++++ PASSAGE FOR REVIEW
Tuesday, January 14, 2014

Coastal ocean aquaculture can be environmentally sustainable

Exploring U.S. aquaculture :
NOAA Fisheries provides an overview of aquaculture in the United States and explores its advantages, challenges, and growth.
Aquaculture—also known as fish or shellfish farming—refers to the breeding, rearing, and harvesting of plants and animals in all types of water environments including ponds, rivers, lakes, and the ocean.
This kind of farming is the world's fastest-growing form of food production and a vital component of our food supply.
Aquaculture also supports commercial fisheries, enhances habitat and at-risk species, and maintains economic activity in coastal communities and at working waterfronts.


Specific types of fish farming can be accomplished with minimal or no harm to the coastal ocean environment as long as proper planning and safeguards are in place, according to a new report from researchers at NOAA’s National Ocean Service.

 Net pen aquaculture in deep coastal waters.
++++++++
++++ SUPPLIED MATERIAL
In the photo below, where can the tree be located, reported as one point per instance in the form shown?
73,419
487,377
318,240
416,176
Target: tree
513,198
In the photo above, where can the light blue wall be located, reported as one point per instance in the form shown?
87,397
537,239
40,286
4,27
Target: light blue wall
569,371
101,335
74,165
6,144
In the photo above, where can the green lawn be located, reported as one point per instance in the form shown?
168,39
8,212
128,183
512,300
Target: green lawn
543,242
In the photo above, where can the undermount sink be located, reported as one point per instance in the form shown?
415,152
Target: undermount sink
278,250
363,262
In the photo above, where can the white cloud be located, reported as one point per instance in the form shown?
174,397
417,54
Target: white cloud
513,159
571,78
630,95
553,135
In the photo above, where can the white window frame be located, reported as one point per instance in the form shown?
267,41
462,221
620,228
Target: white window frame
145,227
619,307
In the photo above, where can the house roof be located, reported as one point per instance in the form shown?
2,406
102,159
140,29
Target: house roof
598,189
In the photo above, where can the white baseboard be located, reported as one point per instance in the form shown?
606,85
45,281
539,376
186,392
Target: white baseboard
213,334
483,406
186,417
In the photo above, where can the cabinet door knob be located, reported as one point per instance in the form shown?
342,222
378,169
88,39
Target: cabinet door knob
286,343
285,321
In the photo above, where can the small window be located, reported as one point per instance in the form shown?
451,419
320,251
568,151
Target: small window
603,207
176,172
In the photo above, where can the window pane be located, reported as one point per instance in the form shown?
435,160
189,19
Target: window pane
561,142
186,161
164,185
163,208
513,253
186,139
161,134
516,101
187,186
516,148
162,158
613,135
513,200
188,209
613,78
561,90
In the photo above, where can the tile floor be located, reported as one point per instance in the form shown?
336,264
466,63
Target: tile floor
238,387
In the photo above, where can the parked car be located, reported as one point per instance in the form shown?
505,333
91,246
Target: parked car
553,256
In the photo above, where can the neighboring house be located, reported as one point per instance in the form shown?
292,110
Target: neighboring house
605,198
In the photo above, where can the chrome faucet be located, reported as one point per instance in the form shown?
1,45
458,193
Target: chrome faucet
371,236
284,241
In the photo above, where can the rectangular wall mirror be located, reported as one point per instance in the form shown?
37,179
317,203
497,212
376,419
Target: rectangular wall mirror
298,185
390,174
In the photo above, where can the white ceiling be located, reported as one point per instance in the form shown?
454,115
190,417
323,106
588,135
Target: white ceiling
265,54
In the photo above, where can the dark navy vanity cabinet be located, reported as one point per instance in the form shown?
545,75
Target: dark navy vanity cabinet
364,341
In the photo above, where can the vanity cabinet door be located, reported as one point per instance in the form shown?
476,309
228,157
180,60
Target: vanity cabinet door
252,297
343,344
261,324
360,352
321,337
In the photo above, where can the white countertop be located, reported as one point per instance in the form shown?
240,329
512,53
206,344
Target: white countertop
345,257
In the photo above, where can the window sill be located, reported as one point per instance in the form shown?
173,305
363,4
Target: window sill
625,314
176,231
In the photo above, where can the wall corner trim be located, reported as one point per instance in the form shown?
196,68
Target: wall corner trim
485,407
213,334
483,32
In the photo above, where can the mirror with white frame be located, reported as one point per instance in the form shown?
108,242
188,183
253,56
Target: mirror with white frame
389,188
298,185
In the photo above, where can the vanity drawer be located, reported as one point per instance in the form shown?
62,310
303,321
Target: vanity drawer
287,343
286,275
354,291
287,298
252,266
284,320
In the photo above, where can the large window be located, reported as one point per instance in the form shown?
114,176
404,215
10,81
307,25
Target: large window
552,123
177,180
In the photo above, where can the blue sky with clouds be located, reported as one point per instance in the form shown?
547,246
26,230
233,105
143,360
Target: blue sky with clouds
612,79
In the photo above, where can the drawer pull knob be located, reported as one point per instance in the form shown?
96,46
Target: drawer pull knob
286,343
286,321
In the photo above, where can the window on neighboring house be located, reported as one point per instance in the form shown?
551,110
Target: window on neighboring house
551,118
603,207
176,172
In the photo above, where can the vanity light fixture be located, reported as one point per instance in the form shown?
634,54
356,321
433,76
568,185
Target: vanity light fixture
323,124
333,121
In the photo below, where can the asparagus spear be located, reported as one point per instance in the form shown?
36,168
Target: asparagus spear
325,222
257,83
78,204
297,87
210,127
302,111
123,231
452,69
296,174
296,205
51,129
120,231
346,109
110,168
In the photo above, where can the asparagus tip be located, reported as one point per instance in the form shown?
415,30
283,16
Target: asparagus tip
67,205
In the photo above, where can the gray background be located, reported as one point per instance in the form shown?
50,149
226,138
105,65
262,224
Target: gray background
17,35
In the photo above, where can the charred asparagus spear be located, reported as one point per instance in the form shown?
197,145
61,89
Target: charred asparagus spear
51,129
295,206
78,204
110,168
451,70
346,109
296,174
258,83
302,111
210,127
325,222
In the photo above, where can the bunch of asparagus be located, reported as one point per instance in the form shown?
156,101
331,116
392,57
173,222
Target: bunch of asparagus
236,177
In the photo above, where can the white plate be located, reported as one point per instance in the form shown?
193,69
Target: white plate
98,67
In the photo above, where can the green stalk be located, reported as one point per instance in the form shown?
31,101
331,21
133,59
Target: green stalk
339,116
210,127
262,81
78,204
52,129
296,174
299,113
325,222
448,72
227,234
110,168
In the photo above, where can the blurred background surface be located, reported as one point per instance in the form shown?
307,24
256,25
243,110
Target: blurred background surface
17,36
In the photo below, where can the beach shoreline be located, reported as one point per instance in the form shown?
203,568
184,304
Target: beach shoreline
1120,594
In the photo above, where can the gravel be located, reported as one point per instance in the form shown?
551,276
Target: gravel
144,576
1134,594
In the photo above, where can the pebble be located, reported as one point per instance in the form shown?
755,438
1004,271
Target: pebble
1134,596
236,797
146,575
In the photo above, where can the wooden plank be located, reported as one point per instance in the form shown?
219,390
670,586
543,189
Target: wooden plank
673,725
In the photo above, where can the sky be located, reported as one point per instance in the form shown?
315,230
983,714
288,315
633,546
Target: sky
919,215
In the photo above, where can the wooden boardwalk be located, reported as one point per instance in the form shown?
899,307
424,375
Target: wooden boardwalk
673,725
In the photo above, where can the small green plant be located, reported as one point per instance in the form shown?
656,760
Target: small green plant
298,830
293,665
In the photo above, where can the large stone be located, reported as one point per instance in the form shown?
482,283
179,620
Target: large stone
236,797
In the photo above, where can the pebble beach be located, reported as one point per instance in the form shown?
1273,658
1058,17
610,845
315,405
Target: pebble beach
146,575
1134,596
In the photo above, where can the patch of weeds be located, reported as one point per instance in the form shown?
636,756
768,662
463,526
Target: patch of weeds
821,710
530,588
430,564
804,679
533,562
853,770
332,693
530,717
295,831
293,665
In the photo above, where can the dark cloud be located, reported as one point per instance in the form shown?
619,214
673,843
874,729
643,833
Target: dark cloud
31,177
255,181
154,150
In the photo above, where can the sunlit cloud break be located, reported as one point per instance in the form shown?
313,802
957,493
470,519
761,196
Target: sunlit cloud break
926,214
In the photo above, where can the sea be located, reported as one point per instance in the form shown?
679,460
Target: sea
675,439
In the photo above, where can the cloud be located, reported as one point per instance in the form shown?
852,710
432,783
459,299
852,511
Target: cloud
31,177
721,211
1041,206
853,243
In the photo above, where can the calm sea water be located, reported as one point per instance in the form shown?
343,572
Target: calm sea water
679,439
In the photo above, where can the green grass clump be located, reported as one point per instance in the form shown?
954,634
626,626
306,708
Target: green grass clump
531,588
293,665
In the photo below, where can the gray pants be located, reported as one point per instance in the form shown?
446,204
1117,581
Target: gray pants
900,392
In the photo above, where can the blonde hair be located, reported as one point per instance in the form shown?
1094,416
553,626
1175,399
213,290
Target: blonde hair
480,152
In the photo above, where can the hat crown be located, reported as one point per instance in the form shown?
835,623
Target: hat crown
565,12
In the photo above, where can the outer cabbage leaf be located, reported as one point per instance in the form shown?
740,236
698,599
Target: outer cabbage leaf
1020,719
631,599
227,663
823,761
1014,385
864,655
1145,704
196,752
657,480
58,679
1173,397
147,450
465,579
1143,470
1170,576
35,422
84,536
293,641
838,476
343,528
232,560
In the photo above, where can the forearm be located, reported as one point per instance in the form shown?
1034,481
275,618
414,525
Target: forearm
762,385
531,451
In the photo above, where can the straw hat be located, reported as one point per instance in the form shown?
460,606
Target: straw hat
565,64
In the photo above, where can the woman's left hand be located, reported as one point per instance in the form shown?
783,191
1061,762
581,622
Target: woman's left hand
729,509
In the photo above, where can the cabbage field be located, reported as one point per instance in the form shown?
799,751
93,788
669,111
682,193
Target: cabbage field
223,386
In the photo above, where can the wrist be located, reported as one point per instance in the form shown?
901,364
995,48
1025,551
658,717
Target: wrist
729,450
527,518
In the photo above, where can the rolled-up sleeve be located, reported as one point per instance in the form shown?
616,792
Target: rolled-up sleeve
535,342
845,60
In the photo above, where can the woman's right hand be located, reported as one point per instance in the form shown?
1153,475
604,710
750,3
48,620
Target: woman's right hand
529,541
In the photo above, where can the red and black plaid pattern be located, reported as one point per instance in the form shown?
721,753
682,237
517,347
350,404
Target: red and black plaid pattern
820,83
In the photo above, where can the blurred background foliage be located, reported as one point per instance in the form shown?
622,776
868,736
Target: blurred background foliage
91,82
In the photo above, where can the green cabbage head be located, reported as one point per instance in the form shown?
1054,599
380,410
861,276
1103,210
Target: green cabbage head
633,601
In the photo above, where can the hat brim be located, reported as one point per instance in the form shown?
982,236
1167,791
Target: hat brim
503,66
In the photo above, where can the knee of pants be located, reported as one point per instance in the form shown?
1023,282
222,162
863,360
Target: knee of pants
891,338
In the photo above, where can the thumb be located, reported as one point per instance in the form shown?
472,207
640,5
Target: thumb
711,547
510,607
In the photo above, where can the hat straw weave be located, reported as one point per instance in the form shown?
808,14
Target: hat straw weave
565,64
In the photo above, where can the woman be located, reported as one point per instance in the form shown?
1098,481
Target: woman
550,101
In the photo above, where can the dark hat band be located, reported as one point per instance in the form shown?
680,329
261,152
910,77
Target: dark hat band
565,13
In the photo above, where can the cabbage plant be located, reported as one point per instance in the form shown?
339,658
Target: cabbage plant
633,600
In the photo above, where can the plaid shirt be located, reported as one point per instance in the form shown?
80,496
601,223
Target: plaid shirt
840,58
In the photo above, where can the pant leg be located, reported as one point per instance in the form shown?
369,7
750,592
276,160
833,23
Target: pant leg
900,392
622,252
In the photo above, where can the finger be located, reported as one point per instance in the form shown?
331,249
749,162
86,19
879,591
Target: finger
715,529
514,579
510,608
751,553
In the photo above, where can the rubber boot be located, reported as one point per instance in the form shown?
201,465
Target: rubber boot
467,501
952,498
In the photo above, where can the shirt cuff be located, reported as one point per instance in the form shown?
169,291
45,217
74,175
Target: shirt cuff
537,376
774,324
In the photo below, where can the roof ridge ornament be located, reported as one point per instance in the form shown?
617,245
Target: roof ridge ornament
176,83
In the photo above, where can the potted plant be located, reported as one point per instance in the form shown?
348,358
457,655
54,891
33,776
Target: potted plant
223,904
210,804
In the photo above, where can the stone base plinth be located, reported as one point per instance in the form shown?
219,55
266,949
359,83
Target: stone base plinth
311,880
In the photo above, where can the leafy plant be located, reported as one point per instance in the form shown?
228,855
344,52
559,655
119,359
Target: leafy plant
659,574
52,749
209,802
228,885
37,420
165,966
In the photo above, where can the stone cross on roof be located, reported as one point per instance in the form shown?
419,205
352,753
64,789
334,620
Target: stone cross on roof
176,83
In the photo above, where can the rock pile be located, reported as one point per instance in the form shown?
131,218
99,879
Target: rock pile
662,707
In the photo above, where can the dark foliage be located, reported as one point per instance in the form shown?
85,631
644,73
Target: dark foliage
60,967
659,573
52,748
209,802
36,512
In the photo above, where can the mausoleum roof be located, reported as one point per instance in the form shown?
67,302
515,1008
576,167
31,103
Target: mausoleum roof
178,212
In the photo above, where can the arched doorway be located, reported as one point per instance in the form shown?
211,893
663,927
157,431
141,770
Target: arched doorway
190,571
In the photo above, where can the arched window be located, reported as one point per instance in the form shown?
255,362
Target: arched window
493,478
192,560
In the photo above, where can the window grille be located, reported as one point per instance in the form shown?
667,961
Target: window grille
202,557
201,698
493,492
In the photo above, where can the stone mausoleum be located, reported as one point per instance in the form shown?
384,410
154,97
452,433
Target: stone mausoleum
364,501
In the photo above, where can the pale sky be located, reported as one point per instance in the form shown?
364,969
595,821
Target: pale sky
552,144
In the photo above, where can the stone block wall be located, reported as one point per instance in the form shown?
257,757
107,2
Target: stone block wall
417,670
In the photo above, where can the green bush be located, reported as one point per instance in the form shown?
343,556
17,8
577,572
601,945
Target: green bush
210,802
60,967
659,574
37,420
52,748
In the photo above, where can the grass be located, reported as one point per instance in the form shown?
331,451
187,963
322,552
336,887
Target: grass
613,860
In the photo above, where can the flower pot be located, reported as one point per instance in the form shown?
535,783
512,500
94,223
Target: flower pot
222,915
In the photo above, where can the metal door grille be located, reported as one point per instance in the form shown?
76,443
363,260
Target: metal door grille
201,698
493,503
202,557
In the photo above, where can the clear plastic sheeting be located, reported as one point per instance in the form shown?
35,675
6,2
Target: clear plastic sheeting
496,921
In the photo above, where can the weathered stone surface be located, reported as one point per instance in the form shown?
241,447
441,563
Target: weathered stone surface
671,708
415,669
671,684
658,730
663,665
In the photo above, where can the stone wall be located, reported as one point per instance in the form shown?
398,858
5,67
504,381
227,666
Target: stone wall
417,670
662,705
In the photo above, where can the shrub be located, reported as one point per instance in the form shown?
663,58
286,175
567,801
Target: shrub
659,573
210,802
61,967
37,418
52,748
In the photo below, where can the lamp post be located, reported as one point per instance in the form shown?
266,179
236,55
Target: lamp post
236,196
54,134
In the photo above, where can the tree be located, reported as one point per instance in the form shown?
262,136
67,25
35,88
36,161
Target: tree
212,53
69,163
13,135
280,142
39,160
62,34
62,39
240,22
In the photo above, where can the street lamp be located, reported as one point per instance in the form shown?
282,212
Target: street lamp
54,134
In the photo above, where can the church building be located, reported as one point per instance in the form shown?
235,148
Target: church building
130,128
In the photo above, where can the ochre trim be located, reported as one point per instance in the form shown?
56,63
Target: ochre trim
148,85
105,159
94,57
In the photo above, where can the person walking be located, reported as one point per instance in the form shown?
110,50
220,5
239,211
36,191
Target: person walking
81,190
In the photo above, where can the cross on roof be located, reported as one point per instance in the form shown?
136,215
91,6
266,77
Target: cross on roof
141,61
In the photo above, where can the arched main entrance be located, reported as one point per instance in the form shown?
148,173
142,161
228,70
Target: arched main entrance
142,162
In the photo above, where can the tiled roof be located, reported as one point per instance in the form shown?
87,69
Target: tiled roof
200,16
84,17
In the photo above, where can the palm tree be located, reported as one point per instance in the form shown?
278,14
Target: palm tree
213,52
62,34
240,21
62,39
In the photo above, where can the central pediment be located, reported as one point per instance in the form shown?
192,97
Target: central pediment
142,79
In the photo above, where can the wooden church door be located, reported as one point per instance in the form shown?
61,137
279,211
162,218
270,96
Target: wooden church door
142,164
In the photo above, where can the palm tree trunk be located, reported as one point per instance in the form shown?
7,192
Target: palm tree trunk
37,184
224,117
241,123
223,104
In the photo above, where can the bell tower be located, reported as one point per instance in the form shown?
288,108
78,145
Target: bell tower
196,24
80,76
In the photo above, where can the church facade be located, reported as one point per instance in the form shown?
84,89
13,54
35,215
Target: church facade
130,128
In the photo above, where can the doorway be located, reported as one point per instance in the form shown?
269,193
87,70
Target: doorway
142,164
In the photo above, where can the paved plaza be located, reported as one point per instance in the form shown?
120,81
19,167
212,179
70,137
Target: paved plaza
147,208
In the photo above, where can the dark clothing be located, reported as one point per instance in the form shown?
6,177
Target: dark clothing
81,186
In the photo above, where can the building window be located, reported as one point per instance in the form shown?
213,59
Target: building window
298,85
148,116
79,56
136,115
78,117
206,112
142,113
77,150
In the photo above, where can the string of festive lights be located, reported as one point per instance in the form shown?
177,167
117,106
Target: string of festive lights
++++++++
_HOW TO COMPLETE THIS TASK_
Continue the article on coastal ocean aquaculture above from the point where it stops.

_ANSWER SECTION_
The study, led by scientists at National Ocean Service’s National Centers for Coastal Ocean Science (NCCOS), evaluated the environmental effects of finfish aquaculture, including interactions with water quality, benthic habitats, and marine life across various farming practices and habitat types.

“We did this study because of concerns that putting marine finfish farms in the coastal ocean could have adverse effects on the environment,” said Dr. James Morris, NCCOS ecologist.
“We found that, in cases where farms are appropriately sited and responsibly managed, impacts to the environment are minimal to non-existent.”
“This report provides coastal and farm managers with a global perspective on a range of potential environmental effects and their relative intensity,” said Dr. Michael Rubino, director of NOAA Fisheries Office of Aquaculture.
“It is a tool that can be used when evaluating proposed or operational farming sites and gives them a factual basis to make decisions.”

Dirty Bottoms: The Industrialization of Aquaculture
The environmental damage from net pen aquaculture is cause for great alarm in scientific and coastal communities alike.
According to Inka Milewski, marine biologist and science advisor to the Conservation Council of New Brunswick,
"Salmon farms operate like industrial feedlots in coastal waters."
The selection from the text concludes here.